= Beginning of Section =

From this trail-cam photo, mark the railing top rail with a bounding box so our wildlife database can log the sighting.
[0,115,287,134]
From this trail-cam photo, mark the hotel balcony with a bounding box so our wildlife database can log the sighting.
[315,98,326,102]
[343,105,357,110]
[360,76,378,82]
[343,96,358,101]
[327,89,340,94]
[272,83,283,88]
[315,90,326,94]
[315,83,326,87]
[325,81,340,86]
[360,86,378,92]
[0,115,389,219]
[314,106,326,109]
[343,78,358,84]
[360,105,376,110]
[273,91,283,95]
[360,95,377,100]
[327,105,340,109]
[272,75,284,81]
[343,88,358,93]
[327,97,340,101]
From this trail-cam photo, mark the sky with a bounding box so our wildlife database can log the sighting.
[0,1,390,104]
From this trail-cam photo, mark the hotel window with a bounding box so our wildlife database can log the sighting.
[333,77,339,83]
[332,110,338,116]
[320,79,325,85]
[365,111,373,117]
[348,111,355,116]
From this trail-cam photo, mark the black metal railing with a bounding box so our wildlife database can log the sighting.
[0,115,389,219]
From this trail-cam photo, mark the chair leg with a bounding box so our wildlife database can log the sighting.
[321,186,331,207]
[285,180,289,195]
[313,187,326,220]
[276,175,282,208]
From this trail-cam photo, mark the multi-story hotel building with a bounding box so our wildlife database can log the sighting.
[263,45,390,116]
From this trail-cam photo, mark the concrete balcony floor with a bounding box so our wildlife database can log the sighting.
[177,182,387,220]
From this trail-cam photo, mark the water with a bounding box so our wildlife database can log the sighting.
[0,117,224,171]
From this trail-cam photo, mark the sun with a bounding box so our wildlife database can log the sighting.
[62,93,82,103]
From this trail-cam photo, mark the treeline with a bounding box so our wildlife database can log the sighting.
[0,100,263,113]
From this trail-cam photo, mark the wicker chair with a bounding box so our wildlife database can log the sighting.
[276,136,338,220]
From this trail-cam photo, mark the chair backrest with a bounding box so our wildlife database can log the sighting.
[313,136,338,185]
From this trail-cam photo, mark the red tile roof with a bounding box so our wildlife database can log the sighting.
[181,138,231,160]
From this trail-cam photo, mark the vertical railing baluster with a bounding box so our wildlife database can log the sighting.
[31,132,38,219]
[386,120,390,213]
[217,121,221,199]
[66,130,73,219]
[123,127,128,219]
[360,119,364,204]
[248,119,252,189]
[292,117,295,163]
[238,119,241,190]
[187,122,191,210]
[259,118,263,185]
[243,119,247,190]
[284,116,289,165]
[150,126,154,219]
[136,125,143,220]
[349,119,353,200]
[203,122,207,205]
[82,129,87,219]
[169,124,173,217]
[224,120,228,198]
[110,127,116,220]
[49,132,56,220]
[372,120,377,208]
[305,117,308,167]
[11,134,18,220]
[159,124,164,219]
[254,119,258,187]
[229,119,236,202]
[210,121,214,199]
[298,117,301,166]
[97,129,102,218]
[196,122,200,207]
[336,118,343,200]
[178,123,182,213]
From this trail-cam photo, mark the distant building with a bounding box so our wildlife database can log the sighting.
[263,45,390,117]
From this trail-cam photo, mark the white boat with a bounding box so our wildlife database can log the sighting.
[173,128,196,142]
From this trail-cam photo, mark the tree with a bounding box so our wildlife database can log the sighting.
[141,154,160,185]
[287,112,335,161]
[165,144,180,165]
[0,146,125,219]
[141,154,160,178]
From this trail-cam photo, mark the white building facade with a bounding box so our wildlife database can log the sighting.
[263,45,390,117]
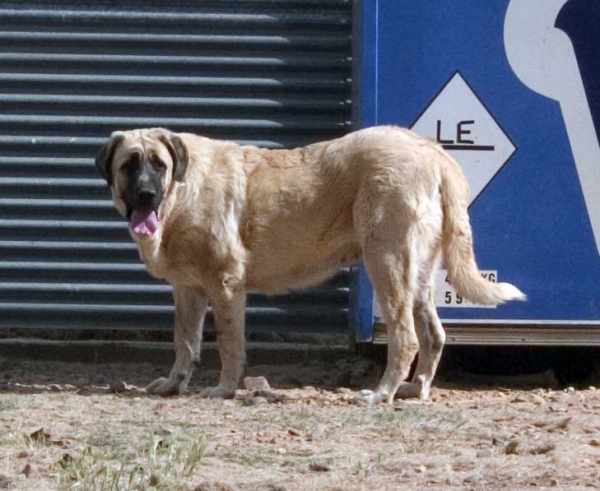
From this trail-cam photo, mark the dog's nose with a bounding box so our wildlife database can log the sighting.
[135,188,156,207]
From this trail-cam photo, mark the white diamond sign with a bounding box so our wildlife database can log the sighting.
[411,72,516,205]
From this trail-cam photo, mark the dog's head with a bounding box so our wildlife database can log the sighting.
[95,128,188,237]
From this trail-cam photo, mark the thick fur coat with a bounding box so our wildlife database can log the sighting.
[96,126,525,402]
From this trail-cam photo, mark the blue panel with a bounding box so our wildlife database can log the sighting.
[357,0,378,129]
[356,0,600,334]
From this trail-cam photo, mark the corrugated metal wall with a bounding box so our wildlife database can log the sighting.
[0,1,352,336]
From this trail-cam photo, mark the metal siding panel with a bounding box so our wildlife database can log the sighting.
[0,1,352,335]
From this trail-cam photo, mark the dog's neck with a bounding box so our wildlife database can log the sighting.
[132,231,166,279]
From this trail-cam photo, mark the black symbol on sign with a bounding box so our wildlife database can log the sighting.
[436,120,495,151]
[556,0,600,149]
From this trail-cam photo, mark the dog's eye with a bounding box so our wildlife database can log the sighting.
[119,162,132,174]
[130,152,141,164]
[152,156,167,171]
[120,153,141,174]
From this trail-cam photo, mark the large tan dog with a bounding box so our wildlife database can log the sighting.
[95,126,525,402]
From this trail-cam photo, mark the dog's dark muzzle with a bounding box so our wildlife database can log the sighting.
[127,168,163,214]
[133,186,160,210]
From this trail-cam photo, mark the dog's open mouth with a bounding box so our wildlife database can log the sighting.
[129,209,159,236]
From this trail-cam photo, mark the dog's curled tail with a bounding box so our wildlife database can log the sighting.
[440,153,526,305]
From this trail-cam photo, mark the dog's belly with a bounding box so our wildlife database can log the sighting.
[245,240,362,294]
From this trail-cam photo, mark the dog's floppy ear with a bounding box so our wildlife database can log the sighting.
[95,131,125,185]
[158,131,188,182]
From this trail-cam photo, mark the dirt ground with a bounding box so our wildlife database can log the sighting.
[0,349,599,491]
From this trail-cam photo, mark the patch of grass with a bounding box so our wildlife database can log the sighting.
[0,395,18,412]
[219,447,282,468]
[374,405,468,453]
[55,428,208,490]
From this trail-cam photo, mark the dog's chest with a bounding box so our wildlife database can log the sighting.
[140,233,222,289]
[134,240,169,280]
[148,251,209,288]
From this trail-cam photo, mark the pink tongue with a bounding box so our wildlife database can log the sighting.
[130,210,159,236]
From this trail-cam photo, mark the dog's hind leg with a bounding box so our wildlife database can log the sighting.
[146,286,208,396]
[355,196,421,404]
[363,250,419,404]
[396,252,446,400]
[406,296,445,400]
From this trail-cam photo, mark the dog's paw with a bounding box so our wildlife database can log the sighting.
[146,376,187,397]
[198,383,236,399]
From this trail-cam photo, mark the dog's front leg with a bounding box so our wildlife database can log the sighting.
[199,281,247,399]
[146,286,208,396]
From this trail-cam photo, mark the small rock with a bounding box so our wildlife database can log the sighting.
[17,451,29,459]
[243,376,270,391]
[530,394,546,405]
[588,386,596,391]
[288,428,302,437]
[243,396,268,407]
[309,461,330,472]
[254,389,286,404]
[492,437,506,447]
[549,417,572,431]
[529,443,556,455]
[476,449,493,458]
[21,463,33,478]
[415,465,427,474]
[29,428,51,445]
[549,404,567,413]
[149,474,160,486]
[590,439,600,447]
[566,386,575,394]
[334,387,352,394]
[504,439,520,455]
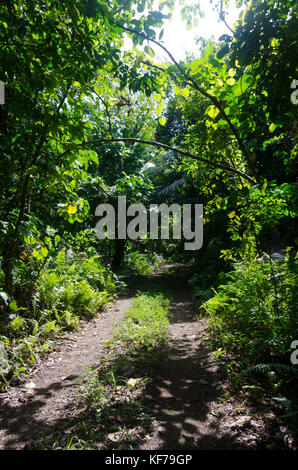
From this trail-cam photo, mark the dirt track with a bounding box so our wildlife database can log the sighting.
[0,265,282,450]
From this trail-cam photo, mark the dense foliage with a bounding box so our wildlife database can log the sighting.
[0,0,297,440]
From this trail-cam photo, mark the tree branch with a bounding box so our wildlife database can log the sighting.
[59,136,255,183]
[113,21,258,181]
[219,0,235,35]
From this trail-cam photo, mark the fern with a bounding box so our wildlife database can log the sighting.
[239,362,298,379]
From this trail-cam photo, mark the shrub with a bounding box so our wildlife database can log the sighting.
[124,250,164,275]
[201,250,297,364]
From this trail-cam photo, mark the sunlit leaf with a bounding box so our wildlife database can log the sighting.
[227,77,236,86]
[206,105,219,119]
[67,205,77,215]
[181,88,189,98]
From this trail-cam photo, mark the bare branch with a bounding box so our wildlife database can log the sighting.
[219,0,235,35]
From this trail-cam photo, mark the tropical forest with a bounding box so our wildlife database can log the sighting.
[0,0,297,453]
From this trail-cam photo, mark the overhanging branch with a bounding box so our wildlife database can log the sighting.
[61,136,255,183]
[113,21,258,181]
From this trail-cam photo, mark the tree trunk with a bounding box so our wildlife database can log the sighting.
[111,239,126,272]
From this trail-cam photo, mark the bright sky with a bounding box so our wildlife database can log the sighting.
[159,0,241,59]
[124,0,242,60]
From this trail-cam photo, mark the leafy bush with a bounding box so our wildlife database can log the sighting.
[0,247,125,383]
[37,249,119,317]
[201,250,297,364]
[124,250,164,275]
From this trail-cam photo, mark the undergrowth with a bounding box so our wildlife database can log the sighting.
[191,249,298,443]
[124,250,164,275]
[0,247,126,385]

= End of Section =

*What the task requires*: Extract the lines above from the one containing "From this trail-cam photo, mark the undergrowth" to the last line, both included, exactly as written.

*Response*:
From this trail-cam photo, mark the undergrowth with a bounding box so our wildlife database can log the sighting.
[191,249,298,443]
[124,250,164,275]
[0,247,126,385]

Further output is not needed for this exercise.